Surviving a real-life version of ‘1984’
IF ANYONE doubts that a world approximating George Orwell’s 1984 or Ray Bradbury’s Farenheit 451 exists today, just ask one of the survivors of North Korea’s prison labour camps.
I did, last week, when I was in Seoul, capital of South Korean. I interviewed one of the most well known survivors of Yodok forced labour camp known as “Camp 15” – Kang Cheol Hwan. It is one of the most secretive places in the world.
Hwan is not an easy man to get hold of, given the demands on him as the director of the North Korea Strategy Centre. These days there is hardly a spare half-hour in his diary with the flare up in tensions on the peninsula. But for someone who has met numerous world leaders, Hwan is remarkably humble.
It is never easy to ask someone about an agonising period in their lives, but even more so about their experience in one of the most infamous prison camps in the world – hidden deep in the mountains. Camp 15 is one of the rare prison campss from which there is a remote possibility of eventual release. For those imprisoned in 95% of the country’s prisons, there is simply no release, they will die in the impenetrable mountains of the hermit kingdom.
The story that led to Hwan’s family being incarcerated is of interest. His grandfather had resided in South Korea during World War II and was taken by the Japanese occupying forces to Japan. After the war he had remained there and headed the Economic Association.
“My grandmother was deeply committed to her communist beliefs and insisted on taking the whole family back to what was then North Korea.”
It was a decision that later traumatised her. Back in Korea, Hwan’s grandfather was given a senior position in charge of the state’s department stores for rationing food, and his wife held a highly respected position as the deputy chair of a committee in the national assembly. It was none other than the wife of Kim Il-sung who chaired the committee.

▸ **What the exercise asks**
Repeat word for word the part of the article on North Korea's prison camps that runs from "Hwan is not" to "is remarkably humble.". The lines that come next play no part in this work.

▸ **Dataset excerpts**
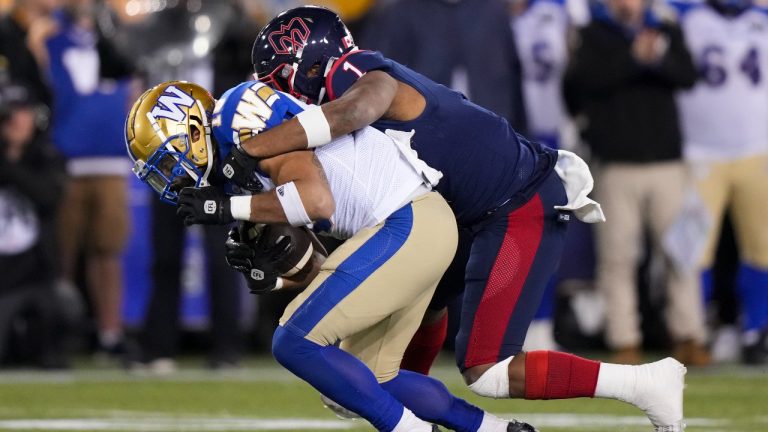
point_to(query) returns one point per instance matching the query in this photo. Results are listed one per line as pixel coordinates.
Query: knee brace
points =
(288, 348)
(494, 383)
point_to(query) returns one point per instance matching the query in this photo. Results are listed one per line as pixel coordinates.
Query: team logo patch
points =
(228, 171)
(290, 37)
(169, 105)
(209, 207)
(257, 274)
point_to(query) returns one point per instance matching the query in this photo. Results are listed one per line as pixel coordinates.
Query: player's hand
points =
(206, 205)
(240, 169)
(258, 262)
(646, 46)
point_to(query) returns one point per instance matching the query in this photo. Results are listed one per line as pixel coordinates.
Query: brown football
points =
(301, 246)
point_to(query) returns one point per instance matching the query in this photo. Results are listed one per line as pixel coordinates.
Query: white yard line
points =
(157, 422)
(175, 424)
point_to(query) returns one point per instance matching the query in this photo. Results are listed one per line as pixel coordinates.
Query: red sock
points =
(556, 375)
(425, 345)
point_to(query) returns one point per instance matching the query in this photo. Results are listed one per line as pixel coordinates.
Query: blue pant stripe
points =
(353, 271)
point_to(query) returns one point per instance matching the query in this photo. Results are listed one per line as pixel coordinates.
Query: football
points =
(301, 245)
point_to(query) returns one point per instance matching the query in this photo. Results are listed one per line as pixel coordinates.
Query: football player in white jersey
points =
(368, 188)
(541, 30)
(541, 33)
(725, 128)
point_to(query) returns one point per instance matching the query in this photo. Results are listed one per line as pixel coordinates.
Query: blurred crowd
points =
(667, 100)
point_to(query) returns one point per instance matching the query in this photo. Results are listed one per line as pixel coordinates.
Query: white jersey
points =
(540, 35)
(725, 116)
(369, 178)
(370, 174)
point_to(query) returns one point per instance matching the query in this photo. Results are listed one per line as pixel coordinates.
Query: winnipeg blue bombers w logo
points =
(169, 103)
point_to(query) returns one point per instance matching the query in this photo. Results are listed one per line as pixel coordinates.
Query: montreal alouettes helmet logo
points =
(290, 38)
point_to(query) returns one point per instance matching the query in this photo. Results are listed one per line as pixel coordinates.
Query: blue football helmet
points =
(295, 51)
(731, 7)
(168, 137)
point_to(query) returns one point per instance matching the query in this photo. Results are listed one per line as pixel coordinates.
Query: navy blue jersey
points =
(88, 111)
(484, 162)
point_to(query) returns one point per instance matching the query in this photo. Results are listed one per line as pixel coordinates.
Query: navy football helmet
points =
(295, 51)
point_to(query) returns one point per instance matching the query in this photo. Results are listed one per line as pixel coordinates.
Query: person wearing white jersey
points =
(541, 30)
(725, 129)
(368, 188)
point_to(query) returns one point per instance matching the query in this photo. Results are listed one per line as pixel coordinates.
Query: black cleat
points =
(757, 353)
(518, 426)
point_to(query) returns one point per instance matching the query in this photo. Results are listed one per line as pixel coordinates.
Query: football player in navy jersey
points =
(512, 196)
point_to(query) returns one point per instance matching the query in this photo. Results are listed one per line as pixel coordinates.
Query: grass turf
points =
(717, 399)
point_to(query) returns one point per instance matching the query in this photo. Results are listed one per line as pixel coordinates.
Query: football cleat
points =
(518, 426)
(659, 392)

▸ **Complete response**
Hwan is not an easy man to get hold of, given the demands on him as the director of the North Korea Strategy Centre. These days there is hardly a spare half-hour in his diary with the flare up in tensions on the peninsula. But for someone who has met numerous world leaders, Hwan is remarkably humble.